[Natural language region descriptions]
◇ ◇ ◇ ◇ ◇ ◇ ◇
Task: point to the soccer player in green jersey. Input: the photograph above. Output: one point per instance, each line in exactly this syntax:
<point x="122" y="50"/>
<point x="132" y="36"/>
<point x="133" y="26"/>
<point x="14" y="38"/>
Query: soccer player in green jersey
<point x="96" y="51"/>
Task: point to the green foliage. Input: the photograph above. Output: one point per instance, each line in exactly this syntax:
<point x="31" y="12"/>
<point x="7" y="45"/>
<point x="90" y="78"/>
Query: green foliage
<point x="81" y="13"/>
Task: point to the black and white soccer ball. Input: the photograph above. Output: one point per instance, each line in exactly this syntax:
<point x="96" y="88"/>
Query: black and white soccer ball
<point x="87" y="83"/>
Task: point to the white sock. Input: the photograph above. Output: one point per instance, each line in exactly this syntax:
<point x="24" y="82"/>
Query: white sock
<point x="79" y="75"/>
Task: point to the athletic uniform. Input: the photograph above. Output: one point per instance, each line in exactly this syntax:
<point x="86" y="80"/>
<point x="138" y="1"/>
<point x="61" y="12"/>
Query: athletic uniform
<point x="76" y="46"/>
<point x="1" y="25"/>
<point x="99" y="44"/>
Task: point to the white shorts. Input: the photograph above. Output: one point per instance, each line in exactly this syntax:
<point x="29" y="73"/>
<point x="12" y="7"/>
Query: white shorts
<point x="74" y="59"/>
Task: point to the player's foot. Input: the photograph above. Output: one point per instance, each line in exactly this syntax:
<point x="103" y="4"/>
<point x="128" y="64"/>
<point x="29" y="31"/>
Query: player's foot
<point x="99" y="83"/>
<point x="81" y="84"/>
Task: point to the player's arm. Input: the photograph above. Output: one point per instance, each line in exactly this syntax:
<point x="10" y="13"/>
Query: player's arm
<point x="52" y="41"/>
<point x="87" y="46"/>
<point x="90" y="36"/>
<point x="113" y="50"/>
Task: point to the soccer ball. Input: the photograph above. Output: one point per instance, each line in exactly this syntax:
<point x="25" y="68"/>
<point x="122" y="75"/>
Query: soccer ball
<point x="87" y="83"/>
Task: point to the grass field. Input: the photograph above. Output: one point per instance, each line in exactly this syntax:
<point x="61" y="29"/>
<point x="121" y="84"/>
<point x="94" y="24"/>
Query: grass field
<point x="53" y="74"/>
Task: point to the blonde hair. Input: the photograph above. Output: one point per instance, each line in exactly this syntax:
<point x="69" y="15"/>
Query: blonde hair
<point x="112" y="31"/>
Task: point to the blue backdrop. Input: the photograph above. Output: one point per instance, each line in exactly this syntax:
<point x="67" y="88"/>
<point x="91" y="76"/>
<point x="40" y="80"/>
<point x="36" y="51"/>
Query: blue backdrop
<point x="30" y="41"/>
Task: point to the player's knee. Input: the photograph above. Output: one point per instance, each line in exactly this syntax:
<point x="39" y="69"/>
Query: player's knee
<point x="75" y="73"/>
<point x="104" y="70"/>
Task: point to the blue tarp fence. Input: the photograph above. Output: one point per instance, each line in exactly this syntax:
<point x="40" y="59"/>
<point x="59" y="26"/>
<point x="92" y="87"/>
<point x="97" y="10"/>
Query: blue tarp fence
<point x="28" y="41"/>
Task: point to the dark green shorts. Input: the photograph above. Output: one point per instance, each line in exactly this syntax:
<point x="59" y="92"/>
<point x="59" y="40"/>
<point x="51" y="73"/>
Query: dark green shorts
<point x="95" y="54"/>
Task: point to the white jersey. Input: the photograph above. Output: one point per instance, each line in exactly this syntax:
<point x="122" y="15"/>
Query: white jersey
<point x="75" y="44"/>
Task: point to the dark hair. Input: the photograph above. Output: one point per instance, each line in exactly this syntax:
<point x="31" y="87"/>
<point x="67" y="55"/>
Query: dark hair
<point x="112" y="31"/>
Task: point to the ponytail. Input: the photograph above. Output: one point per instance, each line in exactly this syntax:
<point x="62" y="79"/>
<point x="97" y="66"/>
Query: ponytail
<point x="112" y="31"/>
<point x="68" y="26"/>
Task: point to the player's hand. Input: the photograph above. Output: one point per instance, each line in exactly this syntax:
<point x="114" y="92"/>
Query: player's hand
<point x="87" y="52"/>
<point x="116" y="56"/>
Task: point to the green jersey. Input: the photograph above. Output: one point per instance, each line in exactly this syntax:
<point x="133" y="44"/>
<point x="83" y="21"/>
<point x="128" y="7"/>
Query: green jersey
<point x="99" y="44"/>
◇ ◇ ◇ ◇ ◇ ◇ ◇
Task item
An exact restatement of the data above is required.

Task output
Task: point to the soccer player in green jersey. Input: the photograph above. Output: one point per instance, each line in exactly this syntax:
<point x="122" y="50"/>
<point x="132" y="36"/>
<point x="133" y="26"/>
<point x="14" y="38"/>
Query: soccer player in green jersey
<point x="96" y="51"/>
Task: point to the green foliage. Input: the photograph above. Output: one point per instance, each line in exactly this syntax:
<point x="31" y="12"/>
<point x="7" y="45"/>
<point x="90" y="78"/>
Query: green foliage
<point x="81" y="13"/>
Task: point to the black and white soccer ball. Input: the photograph above. Output: one point per instance, each line in exactly this syntax:
<point x="96" y="88"/>
Query: black and white soccer ball
<point x="87" y="83"/>
Task: point to the white sock. Input: the photograph above. Output: one point per instance, each line in exactly this syntax:
<point x="24" y="82"/>
Query: white sock
<point x="79" y="75"/>
Task: point to the athletic uniform. Input: the photograph above. Output: one point per instance, each line in exactly this syntax:
<point x="86" y="80"/>
<point x="138" y="1"/>
<point x="61" y="12"/>
Query: athletic uniform
<point x="76" y="46"/>
<point x="1" y="25"/>
<point x="99" y="44"/>
Task: point to the white shorts. Input: the photograph above. Output: one point per instance, each line in exactly this syntax:
<point x="29" y="73"/>
<point x="12" y="7"/>
Query: white shorts
<point x="74" y="59"/>
Task: point to the player's foot. Input: the photograph above. Output: one point per instance, each line in exactly this syntax:
<point x="103" y="4"/>
<point x="128" y="64"/>
<point x="29" y="31"/>
Query: player's foot
<point x="99" y="83"/>
<point x="81" y="84"/>
Task: point to the player's arm. Input: the photograph above. Output: one point per instance, each line in exactly this syntax:
<point x="10" y="13"/>
Query: player's arm
<point x="52" y="41"/>
<point x="87" y="46"/>
<point x="90" y="36"/>
<point x="113" y="50"/>
Task: point to the soccer ball. Input: the photograph above. Output: one point per instance, each line in exactly this syntax:
<point x="25" y="68"/>
<point x="122" y="75"/>
Query: soccer ball
<point x="87" y="83"/>
Task: point to the grass field. Input: the photograph above. Output: one point per instance, each line in exactly this syntax:
<point x="61" y="29"/>
<point x="121" y="84"/>
<point x="94" y="24"/>
Query: grass field
<point x="53" y="74"/>
Task: point to the blonde hair. Input: the photograph above. Output: one point per instance, each line in exactly this syntax:
<point x="69" y="15"/>
Query: blonde hair
<point x="112" y="31"/>
Task: point to the blue backdrop. Input: the photograph above. Output: one point per instance, each line in exactly this syntax:
<point x="67" y="88"/>
<point x="91" y="76"/>
<point x="40" y="80"/>
<point x="36" y="51"/>
Query: blue backdrop
<point x="30" y="41"/>
Task: point to the player's knee. Input: the photograph above. Output: one point per instance, each line in exactly this syntax:
<point x="39" y="69"/>
Query: player's knee
<point x="75" y="73"/>
<point x="104" y="70"/>
Task: point to the blue tarp fence. Input: the photograph above. Output: one point per instance, each line in exactly this syntax:
<point x="40" y="59"/>
<point x="59" y="26"/>
<point x="92" y="87"/>
<point x="97" y="10"/>
Query: blue tarp fence
<point x="28" y="41"/>
Task: point to the dark green shorts. Input: the photograph above. Output: one point per instance, each line in exactly this syntax:
<point x="59" y="92"/>
<point x="59" y="40"/>
<point x="51" y="73"/>
Query: dark green shorts
<point x="95" y="54"/>
Task: point to the white jersey. Input: the photograph above. Output: one point per instance, each line in exactly this syntax:
<point x="122" y="15"/>
Query: white jersey
<point x="75" y="44"/>
Task: point to the dark hair. Input: the photograph above. Output: one point per instance, each line in exactly this syntax:
<point x="31" y="87"/>
<point x="67" y="55"/>
Query: dark hair
<point x="112" y="31"/>
Task: point to the ponytail. Input: the photograph above. Output: one point per instance, each line in exactly this syntax:
<point x="62" y="79"/>
<point x="97" y="66"/>
Query: ponytail
<point x="112" y="31"/>
<point x="68" y="26"/>
Task: point to the player's hand. Input: the photograph above. Output: one point per instance, each line in exactly this syntax:
<point x="114" y="92"/>
Query: player's hand
<point x="87" y="52"/>
<point x="116" y="56"/>
Task: point to the green jersey. Input: the photograph above. Output: one point per instance, each line in exactly this syntax:
<point x="133" y="44"/>
<point x="83" y="21"/>
<point x="128" y="7"/>
Query: green jersey
<point x="99" y="44"/>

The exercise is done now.